→ **The request**: Repeat word for word the lines of the data below, starting with the line that contains "Please mark the horse's tail" and running through the last line of the data.

→ **Dataset records**:
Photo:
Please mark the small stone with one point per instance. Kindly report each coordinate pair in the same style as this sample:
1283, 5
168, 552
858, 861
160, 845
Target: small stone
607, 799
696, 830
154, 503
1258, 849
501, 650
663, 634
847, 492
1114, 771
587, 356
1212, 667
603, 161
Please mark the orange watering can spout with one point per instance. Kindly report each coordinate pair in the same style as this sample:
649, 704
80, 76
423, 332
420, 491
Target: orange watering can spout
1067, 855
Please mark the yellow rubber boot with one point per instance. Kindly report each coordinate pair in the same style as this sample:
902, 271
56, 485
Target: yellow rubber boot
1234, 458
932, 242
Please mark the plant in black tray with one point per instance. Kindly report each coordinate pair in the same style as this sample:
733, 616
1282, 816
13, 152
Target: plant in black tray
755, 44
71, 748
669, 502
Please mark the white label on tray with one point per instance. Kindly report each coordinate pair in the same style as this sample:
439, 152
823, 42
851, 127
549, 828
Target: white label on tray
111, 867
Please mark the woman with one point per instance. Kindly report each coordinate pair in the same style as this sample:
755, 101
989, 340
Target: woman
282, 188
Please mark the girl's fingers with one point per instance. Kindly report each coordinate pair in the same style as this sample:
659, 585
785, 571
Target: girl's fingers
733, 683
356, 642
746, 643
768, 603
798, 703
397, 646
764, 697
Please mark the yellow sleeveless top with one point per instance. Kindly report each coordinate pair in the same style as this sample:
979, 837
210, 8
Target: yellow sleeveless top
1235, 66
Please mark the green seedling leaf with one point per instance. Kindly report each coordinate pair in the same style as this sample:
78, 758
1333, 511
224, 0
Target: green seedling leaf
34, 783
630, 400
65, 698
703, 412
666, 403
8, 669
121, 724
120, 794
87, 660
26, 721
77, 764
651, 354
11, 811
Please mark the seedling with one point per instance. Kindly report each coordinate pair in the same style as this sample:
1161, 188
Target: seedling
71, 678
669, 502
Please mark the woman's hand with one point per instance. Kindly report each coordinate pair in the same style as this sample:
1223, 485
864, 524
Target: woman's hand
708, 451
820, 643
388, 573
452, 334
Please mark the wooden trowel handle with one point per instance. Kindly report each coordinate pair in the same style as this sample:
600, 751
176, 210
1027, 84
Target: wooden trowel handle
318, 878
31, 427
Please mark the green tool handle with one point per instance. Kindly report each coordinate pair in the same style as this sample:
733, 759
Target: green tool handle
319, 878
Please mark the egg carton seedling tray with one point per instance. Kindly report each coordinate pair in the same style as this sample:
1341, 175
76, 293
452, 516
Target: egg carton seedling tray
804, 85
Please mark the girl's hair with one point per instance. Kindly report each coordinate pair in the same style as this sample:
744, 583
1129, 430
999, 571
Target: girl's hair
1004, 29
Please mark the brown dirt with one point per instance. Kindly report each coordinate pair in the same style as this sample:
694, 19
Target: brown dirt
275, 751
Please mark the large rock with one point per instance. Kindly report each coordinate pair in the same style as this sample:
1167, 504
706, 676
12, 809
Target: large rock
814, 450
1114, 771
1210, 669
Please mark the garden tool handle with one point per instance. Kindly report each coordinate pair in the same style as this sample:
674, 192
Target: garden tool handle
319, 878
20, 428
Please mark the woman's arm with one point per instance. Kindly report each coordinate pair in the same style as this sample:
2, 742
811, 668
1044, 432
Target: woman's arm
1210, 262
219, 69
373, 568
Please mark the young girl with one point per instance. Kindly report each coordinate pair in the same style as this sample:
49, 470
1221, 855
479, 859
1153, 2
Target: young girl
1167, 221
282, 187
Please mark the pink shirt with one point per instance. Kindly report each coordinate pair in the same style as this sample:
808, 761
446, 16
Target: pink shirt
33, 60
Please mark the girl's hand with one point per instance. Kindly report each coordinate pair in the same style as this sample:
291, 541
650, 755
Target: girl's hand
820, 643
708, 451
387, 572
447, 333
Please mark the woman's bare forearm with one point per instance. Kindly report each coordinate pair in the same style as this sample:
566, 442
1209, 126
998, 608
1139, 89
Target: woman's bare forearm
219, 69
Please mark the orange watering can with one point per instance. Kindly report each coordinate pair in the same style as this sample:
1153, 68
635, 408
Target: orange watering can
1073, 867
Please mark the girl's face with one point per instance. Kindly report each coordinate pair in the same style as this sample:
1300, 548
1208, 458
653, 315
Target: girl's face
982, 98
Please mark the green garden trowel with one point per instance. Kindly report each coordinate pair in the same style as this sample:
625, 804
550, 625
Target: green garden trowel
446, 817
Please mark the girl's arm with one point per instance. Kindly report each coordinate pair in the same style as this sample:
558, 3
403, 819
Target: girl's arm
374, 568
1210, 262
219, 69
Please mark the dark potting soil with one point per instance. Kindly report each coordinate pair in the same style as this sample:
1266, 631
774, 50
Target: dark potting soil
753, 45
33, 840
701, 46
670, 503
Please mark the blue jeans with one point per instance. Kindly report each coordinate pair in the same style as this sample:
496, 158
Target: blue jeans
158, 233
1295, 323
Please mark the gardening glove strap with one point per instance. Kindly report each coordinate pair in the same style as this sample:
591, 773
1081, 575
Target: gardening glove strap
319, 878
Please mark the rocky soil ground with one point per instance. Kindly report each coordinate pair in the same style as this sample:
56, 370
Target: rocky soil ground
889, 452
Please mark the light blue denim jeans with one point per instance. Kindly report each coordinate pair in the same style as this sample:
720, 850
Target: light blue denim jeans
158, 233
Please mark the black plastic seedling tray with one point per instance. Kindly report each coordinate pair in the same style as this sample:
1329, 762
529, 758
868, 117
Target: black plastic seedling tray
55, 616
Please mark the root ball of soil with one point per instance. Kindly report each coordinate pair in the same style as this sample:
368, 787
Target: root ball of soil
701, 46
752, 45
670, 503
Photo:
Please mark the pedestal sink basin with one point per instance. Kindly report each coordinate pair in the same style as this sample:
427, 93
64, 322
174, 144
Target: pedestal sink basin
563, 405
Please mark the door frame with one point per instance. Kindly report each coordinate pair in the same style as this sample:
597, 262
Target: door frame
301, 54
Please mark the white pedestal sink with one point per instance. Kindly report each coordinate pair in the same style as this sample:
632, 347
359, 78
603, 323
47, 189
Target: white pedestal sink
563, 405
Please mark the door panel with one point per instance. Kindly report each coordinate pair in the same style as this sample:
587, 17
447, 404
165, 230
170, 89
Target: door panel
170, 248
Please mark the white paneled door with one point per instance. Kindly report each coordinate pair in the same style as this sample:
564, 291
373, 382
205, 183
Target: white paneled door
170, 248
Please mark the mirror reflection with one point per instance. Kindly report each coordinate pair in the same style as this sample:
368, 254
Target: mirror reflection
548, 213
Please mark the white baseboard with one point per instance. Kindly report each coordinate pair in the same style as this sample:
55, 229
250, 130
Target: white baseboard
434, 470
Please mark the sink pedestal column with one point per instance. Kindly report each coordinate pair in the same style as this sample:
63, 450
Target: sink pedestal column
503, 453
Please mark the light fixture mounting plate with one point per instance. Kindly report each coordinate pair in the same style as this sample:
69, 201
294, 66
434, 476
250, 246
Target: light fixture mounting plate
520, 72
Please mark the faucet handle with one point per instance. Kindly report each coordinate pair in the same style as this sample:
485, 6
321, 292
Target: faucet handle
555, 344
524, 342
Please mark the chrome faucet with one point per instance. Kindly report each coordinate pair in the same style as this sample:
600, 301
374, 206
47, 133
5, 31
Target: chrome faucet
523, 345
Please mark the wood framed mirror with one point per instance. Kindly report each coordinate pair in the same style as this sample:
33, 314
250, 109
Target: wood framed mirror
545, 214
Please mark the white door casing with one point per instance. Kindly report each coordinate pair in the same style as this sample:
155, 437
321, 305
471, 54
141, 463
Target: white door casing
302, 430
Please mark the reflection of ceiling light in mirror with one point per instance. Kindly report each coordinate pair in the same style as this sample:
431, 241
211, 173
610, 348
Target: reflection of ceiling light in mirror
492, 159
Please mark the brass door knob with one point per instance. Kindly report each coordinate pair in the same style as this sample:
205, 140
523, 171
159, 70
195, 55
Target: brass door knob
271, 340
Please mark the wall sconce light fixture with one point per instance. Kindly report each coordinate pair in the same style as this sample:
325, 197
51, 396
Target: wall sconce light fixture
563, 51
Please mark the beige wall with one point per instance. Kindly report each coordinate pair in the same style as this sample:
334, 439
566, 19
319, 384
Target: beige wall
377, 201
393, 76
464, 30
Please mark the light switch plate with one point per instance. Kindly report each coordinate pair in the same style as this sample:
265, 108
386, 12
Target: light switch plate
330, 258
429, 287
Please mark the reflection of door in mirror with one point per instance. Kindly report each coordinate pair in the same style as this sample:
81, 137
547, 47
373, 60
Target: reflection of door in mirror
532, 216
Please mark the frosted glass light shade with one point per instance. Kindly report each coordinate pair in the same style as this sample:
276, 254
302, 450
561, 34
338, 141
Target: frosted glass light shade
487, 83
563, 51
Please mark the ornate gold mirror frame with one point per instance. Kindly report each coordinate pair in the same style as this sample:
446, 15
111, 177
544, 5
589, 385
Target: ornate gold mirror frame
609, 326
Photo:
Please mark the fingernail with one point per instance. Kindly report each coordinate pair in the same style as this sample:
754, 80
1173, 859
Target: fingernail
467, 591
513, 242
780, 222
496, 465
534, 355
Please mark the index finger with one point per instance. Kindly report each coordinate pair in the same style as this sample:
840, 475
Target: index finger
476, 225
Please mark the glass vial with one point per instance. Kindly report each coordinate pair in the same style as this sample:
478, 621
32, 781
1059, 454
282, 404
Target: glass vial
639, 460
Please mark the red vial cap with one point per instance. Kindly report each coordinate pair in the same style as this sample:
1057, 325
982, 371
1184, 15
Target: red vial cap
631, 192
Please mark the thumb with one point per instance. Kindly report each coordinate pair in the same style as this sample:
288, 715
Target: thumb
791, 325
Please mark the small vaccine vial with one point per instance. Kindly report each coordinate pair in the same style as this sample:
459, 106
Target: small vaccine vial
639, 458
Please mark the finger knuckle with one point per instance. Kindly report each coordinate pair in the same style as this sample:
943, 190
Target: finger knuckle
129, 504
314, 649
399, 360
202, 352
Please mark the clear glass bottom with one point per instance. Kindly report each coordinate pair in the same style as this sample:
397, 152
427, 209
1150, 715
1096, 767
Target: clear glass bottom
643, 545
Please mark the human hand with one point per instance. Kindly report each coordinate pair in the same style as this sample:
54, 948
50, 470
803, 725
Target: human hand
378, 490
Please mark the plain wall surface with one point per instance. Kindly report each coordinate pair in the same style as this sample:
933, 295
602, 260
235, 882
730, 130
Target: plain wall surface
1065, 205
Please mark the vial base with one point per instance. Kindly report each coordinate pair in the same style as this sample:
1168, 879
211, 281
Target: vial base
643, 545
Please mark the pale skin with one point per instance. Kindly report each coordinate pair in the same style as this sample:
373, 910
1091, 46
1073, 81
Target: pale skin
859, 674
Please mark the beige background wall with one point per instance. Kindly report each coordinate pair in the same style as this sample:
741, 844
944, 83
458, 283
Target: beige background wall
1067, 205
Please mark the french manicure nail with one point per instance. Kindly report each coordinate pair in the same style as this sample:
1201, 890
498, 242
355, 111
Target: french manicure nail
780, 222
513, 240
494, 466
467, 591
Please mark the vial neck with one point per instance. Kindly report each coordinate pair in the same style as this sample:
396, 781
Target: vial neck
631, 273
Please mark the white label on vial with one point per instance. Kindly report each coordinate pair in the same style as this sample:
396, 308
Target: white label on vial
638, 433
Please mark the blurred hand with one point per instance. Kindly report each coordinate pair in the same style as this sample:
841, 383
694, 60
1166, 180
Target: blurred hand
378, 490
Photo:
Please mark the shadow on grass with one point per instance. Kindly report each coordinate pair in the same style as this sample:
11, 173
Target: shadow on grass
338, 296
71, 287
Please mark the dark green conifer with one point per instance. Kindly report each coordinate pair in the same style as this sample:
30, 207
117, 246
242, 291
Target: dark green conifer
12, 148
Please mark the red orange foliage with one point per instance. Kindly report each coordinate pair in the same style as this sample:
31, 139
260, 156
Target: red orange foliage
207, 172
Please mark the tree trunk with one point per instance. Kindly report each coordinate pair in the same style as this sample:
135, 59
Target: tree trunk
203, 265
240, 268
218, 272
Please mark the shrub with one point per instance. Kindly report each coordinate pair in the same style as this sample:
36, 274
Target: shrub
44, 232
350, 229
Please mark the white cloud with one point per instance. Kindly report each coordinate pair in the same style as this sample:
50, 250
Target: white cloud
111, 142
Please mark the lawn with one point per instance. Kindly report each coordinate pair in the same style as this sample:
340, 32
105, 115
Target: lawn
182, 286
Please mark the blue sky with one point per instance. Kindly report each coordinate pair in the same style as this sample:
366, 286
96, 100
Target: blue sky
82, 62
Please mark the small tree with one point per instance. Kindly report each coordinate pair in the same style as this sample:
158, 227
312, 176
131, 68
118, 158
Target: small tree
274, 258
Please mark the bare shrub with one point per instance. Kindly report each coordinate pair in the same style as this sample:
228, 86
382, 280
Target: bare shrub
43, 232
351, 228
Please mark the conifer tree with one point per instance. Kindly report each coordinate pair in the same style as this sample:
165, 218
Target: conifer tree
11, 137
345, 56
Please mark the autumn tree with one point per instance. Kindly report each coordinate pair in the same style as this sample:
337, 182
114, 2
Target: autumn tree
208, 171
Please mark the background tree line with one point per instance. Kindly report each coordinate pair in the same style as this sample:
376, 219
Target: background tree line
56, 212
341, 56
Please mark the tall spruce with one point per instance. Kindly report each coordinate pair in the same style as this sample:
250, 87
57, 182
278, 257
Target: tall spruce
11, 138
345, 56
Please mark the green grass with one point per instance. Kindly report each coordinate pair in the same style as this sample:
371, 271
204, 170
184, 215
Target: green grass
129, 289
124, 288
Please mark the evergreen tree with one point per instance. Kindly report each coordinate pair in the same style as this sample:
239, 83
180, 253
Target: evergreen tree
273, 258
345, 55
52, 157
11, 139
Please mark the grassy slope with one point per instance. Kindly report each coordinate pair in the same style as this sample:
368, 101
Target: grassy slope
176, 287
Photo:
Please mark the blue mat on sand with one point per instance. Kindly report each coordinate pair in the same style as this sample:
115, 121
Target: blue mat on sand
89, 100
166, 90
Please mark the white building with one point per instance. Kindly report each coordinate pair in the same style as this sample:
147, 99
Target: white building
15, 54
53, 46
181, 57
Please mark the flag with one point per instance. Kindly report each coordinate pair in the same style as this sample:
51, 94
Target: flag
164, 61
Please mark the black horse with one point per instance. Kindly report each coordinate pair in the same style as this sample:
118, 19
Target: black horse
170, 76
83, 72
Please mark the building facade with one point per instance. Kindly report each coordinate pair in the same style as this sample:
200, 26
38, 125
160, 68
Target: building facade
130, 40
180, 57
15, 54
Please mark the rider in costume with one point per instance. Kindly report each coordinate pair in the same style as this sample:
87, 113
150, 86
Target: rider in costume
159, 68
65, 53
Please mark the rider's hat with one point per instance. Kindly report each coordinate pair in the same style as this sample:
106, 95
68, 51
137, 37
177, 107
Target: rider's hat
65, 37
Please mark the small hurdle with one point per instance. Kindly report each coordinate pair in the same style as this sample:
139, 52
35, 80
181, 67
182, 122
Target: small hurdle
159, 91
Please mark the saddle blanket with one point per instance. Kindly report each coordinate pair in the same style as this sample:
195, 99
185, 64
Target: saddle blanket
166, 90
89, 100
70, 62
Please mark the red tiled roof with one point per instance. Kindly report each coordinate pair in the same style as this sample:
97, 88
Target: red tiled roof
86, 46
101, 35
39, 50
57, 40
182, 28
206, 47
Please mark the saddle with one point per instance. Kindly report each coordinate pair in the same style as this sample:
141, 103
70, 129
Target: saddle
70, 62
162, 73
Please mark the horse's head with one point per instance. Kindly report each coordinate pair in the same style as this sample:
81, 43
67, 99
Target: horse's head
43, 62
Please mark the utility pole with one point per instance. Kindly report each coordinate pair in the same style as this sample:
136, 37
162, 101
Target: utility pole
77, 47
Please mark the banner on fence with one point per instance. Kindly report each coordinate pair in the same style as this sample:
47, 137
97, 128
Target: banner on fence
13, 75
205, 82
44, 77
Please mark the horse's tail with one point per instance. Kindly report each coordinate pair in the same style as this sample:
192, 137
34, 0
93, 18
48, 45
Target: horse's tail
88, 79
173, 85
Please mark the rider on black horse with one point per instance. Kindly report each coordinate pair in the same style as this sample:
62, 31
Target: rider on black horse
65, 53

→ **Task answer**:
Please mark the horse's tail with one point per instance. Kindly report each coordinate pair in the same style as this sample:
192, 137
34, 0
93, 18
48, 45
Target: horse's tail
88, 79
173, 85
Please mark the rider on black horse with one point per instance. Kindly report each coordinate pair in the same style as this sample:
62, 31
Target: rider on black horse
65, 53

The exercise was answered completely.